• EXCERTO A LER:
::::::

Teletrabalho. PS diz que empresas não têm de pagar “todas e quaisquer” despesas

Teletrabalho. PS diz que empresas não têm de pagar “todas e quaisquer” despesas


Ana Catarina Mendes defendeu no Parlamento que pagamento das despesas com luz, água e internet deve ser acordada entre empregadores e trabalhadores.


As despesas dos trabalhadores que se encontram em teletrabalho continuou a ser o ponto mais “quente” do debate levado, ontem, a plenário da Assembleia da República que discutiu na generalidade dez projetos de lei tendo em vista a regulamentação deste regime – um agendamento potestativo que partiu do Bloco de Esquerda, e posteriormente acompanhado pelo PS, PSD, PCP, CDS-PP, PAN, “Os Verdes” e pela deputada não inscrita Cristina Rodrigues.

Face às exigências dos partidos mais à esquerda, que defendem que as entidades empregadoras devem suportar obrigatoriamente o acréscimo das despesas dos trabalhadores com eletricidade, água e telecomunicações (posição defendida por BE, PCP e PAN), o PS defendeu que as empresas não têm de assumir “todas e quaisquer despesas” apenas por os trabalhadores estarem em contexto de teletrabalho. Posição, aliás, alinhada com a do PSD.

Neste capítulo, socialistas e sociais-democratas entendem que esse eventual pagamento não deve estar contemplado na lei e deve, por sua vez, ser definido com base num acordo entre as partes, ou seja, empregadores e trabalhadores, através de contratos individuais ou coletivos.

::::::

• ENTRADAS APRESENTADAS:
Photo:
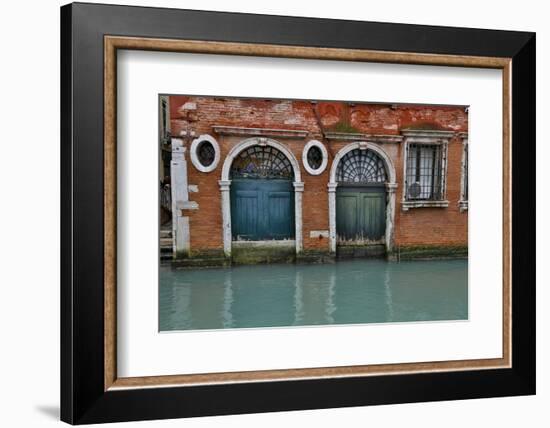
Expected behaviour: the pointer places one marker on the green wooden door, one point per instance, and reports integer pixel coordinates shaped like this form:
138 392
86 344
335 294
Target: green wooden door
360 214
262 209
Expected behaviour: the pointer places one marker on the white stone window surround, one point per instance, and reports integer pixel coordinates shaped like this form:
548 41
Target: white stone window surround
391 186
225 187
463 202
440 138
194 155
324 152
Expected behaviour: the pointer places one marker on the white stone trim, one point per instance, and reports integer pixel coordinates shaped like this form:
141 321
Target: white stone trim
194 158
391 186
321 146
225 186
180 197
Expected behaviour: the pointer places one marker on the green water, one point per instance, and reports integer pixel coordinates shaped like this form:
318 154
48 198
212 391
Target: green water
348 292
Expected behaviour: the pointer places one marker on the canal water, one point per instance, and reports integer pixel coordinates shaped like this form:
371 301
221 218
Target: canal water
347 292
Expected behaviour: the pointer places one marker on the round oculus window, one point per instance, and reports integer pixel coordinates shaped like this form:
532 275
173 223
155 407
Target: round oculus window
314 157
206 153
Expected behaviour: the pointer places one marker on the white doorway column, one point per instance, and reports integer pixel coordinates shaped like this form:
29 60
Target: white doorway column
180 198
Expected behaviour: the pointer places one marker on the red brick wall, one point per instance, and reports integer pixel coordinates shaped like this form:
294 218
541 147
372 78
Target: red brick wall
418 226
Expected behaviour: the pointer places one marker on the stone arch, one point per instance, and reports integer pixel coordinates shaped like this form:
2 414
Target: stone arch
391 185
225 187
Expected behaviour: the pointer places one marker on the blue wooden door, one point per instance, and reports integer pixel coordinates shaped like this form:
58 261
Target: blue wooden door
262 209
360 214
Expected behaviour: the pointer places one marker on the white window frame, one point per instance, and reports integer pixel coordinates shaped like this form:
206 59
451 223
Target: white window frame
426 137
194 155
324 163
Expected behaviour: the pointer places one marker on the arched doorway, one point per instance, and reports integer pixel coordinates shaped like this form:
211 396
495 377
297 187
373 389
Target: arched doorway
278 159
262 195
362 197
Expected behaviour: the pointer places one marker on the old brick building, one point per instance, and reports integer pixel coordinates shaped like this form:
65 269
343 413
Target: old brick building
252 180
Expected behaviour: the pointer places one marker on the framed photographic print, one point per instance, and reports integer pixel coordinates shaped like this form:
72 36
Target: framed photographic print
265 213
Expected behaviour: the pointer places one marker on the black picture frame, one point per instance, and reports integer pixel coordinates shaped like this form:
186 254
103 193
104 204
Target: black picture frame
83 398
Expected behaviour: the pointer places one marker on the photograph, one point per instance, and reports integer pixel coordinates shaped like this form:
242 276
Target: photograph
291 212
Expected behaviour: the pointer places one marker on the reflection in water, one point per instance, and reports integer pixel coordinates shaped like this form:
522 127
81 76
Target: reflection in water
349 292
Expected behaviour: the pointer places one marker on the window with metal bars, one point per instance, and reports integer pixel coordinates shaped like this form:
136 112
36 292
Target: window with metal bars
424 175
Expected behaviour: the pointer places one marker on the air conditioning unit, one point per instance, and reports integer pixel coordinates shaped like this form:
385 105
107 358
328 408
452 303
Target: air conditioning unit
414 190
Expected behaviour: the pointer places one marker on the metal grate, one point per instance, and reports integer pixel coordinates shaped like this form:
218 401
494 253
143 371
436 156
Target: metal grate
314 157
361 166
424 178
262 162
206 153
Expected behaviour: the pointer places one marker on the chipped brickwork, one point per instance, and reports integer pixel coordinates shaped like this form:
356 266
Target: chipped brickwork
418 226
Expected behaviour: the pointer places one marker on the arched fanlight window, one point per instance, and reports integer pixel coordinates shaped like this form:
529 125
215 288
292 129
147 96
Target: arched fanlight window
361 166
261 162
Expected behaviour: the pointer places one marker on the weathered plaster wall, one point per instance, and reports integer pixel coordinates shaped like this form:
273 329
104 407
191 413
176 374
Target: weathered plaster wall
416 227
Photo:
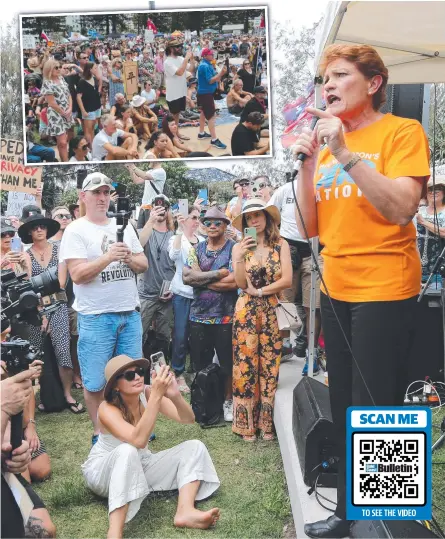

::::::

• INSTRUÇÕES E REQUISITOS:
Transcreva do excerto sobre o teletrabalho o trecho que vai de "As despesas dos trabalhadores que" até "com a do PSD.". As entradas não têm qualquer relação com o excerto.

• RESPOSTA À TAREFA:
As despesas dos trabalhadores que se encontram em teletrabalho continuou a ser o ponto mais “quente” do debate levado, ontem, a plenário da Assembleia da República que discutiu na generalidade dez projetos de lei tendo em vista a regulamentação deste regime – um agendamento potestativo que partiu do Bloco de Esquerda, e posteriormente acompanhado pelo PS, PSD, PCP, CDS-PP, PAN, “Os Verdes” e pela deputada não inscrita Cristina Rodrigues.

Face às exigências dos partidos mais à esquerda, que defendem que as entidades empregadoras devem suportar obrigatoriamente o acréscimo das despesas dos trabalhadores com eletricidade, água e telecomunicações (posição defendida por BE, PCP e PAN), o PS defendeu que as empresas não têm de assumir “todas e quaisquer despesas” apenas por os trabalhadores estarem em contexto de teletrabalho. Posição, aliás, alinhada com a do PSD.